## Exercise details
Check every line of the entries that follow, and copy the ones containing "ceiling".

▬▬▬

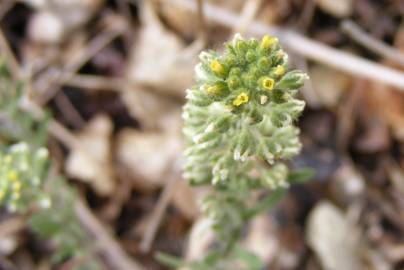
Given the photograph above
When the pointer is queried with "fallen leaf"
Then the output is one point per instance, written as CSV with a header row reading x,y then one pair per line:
x,y
328,84
160,59
90,161
147,156
333,238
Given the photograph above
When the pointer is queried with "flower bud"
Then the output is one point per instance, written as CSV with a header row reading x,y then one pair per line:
x,y
292,80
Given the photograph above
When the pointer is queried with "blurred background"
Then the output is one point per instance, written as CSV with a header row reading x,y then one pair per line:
x,y
113,74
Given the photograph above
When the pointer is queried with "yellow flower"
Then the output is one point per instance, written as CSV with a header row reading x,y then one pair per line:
x,y
267,41
214,89
17,186
268,83
241,99
280,70
8,159
216,67
12,176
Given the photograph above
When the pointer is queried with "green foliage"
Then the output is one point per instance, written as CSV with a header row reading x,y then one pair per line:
x,y
239,125
27,185
22,171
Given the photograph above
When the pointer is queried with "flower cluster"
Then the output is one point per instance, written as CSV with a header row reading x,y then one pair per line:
x,y
242,107
239,125
21,172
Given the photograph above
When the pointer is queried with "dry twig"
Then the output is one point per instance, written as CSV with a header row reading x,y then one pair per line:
x,y
311,49
108,246
248,13
356,33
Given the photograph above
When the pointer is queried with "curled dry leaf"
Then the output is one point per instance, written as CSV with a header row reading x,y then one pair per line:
x,y
387,104
90,161
160,59
333,238
147,156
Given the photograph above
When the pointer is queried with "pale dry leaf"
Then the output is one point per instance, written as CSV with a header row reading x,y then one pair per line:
x,y
90,161
159,58
339,8
333,238
56,18
348,184
152,110
387,104
147,156
185,199
201,239
328,84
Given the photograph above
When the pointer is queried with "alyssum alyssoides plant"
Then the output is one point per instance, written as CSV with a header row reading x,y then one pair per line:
x,y
239,126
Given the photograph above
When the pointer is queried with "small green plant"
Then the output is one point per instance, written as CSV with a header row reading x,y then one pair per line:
x,y
27,185
240,131
22,171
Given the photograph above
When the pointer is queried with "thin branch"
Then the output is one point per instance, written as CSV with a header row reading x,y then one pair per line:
x,y
357,34
248,14
112,31
311,49
5,50
105,242
203,30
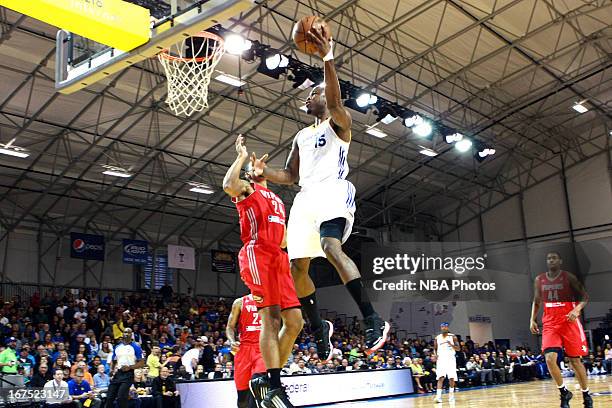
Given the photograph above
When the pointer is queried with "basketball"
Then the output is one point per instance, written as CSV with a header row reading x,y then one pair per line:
x,y
302,27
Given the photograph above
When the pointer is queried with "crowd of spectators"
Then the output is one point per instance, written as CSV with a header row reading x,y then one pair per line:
x,y
69,338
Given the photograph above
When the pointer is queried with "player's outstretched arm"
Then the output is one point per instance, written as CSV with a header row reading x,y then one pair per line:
x,y
232,322
232,184
339,114
535,308
288,175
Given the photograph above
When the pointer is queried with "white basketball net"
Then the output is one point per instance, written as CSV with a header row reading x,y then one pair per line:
x,y
189,66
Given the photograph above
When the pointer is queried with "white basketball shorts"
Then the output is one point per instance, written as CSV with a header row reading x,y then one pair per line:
x,y
446,367
313,206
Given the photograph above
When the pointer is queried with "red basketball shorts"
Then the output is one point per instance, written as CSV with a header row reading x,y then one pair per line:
x,y
560,333
267,274
247,361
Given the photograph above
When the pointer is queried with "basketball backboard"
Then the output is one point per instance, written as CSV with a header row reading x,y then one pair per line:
x,y
81,62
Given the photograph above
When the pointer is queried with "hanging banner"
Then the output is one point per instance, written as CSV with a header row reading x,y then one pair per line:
x,y
181,257
86,246
135,252
223,261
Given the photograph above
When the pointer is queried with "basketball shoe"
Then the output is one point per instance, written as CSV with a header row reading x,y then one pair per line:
x,y
276,398
588,401
565,397
259,388
323,340
376,331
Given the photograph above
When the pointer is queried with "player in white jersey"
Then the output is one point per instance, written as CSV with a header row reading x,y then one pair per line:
x,y
322,214
445,346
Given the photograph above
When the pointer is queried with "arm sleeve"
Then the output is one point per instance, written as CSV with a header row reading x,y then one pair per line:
x,y
137,351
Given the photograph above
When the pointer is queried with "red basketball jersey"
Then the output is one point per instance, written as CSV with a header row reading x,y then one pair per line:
x,y
262,218
557,295
249,323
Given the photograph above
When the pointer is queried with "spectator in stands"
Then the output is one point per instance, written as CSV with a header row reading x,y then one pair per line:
x,y
418,374
40,377
217,374
81,391
101,380
127,357
8,357
164,390
56,392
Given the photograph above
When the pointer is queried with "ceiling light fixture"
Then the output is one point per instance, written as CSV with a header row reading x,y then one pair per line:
x,y
428,152
463,145
237,44
580,108
230,79
10,150
423,129
116,172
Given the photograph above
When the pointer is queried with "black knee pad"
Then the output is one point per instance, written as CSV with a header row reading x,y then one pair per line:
x,y
244,398
333,228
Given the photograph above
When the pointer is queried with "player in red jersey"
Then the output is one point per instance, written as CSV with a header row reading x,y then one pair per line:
x,y
245,321
564,298
264,268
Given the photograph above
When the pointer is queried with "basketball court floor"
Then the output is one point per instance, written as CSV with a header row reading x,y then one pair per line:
x,y
526,395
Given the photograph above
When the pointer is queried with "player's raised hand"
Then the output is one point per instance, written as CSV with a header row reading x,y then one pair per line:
x,y
240,147
318,38
534,327
573,315
235,346
258,164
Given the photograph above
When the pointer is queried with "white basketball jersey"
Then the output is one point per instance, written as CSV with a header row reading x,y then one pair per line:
x,y
322,154
444,348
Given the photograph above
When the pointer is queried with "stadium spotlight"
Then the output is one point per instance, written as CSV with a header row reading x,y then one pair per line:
x,y
423,129
230,79
10,150
579,107
236,44
463,145
413,120
276,61
116,171
200,188
374,131
453,138
428,152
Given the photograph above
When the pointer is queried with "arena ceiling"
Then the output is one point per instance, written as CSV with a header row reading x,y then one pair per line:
x,y
506,72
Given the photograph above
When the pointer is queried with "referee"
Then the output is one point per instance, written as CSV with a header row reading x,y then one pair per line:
x,y
8,357
127,356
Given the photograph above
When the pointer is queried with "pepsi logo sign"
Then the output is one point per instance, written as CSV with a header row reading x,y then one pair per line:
x,y
134,249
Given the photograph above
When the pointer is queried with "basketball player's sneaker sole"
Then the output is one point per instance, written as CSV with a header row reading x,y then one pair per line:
x,y
323,341
259,388
376,333
276,399
565,399
588,401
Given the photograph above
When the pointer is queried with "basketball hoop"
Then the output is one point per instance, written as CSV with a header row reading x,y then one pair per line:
x,y
189,66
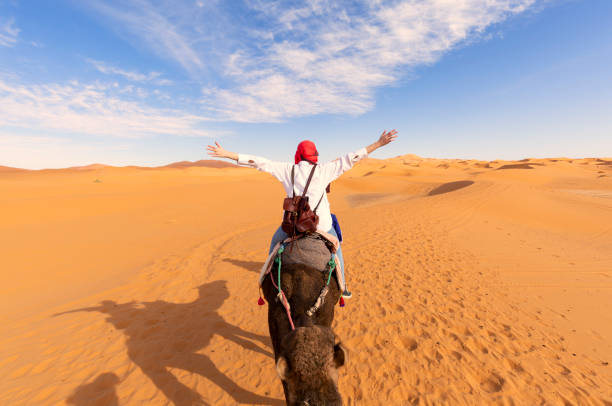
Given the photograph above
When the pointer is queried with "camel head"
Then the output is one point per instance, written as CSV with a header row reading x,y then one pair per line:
x,y
308,365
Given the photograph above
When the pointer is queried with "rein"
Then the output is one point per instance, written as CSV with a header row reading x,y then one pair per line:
x,y
283,299
281,295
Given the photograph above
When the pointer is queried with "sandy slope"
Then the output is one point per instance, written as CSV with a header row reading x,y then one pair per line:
x,y
473,284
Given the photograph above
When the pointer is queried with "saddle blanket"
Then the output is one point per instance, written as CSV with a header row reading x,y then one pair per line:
x,y
309,250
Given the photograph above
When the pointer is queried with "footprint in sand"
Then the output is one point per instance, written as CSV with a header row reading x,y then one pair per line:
x,y
493,383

▬▬▬

## Output of the exercise
When the pointer is queried with "ceiling light fixture"
When the pointer is queried with "arena ceiling"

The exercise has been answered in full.